## Begin

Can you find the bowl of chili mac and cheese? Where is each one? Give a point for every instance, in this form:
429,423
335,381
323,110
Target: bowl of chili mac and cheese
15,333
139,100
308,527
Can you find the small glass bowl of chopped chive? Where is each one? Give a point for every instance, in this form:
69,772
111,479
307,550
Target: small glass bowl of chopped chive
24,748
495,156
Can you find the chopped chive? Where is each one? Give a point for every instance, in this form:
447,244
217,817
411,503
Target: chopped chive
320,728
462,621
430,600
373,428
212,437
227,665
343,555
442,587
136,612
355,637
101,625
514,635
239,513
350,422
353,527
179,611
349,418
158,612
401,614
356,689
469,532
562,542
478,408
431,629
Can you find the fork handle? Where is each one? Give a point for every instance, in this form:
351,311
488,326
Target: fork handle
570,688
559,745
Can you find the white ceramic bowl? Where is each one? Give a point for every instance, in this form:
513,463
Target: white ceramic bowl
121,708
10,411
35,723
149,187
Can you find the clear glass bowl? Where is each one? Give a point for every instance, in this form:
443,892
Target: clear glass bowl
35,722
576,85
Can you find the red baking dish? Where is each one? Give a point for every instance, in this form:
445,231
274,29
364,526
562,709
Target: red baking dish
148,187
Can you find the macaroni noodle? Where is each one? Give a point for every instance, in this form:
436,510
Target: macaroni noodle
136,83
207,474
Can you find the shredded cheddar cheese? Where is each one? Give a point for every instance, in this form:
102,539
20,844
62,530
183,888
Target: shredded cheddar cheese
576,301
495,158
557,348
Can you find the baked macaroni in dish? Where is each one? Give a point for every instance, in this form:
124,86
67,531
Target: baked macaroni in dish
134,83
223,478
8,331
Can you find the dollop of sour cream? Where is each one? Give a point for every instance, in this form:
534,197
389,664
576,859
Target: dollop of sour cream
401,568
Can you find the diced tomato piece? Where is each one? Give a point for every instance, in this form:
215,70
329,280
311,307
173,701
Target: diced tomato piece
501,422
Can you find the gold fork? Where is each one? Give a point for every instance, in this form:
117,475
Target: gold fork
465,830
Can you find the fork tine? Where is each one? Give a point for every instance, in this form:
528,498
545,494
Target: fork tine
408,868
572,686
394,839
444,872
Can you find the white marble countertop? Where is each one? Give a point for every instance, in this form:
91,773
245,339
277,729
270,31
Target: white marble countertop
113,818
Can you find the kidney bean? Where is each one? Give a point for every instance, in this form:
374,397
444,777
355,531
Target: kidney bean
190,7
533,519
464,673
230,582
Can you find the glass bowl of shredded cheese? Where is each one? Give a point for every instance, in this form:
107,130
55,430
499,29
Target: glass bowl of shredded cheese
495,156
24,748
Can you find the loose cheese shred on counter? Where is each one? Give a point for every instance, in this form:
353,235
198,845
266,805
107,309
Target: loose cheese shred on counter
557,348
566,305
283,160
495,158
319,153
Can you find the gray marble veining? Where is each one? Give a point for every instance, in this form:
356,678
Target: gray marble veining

## End

| TO BE DONE |
Reproduce the lines from the one containing "Can you find the dollop" to the end of the entries, keeping both ends and adding nothing.

| WRITTEN REPLY |
Can you find the dollop of sour cream? Where is each one? Give a point for every instance, in this form:
534,197
389,664
576,859
Target: dollop of sour cream
401,568
Can you find the diced tomato piece? Where is each one? Give a point for every instance, in this form:
215,70
329,280
311,307
173,701
Target: diced tomato piece
501,422
Can you find the gold fork? Where is each one? Give a point for every instance, in this form:
117,475
Target: gold fork
465,830
Can you find the fork tine? Where is each one? Give a point for every instance, in this form:
528,498
545,494
Target: fork tine
408,868
572,686
394,839
444,872
Can you find the white marble countertop? Where is each one? Give a point for every instance, in this form:
91,773
245,339
277,729
270,31
Target: white marble countertop
113,818
Can you find the kidney bean? Where is each one? Give a point for every instance, in this form:
374,397
444,777
355,531
Target: kidney bean
190,7
533,519
464,673
230,582
Can you find the glass bowl of shredded cheese? Where is each one? Give a point for every instance, in this form:
107,130
55,430
499,29
Target: glass bowl of shredded cheese
495,156
24,748
Can you find the loose cheese shred on counter? Where is each one? Give a point for every instance, in this form:
353,235
198,845
266,805
107,309
Target: loose cheese shred on counter
557,348
566,305
283,160
495,158
319,153
Can you find the gray marble veining? Where is each one? Give a point for every instance, in this form:
356,678
Target: gray marble veining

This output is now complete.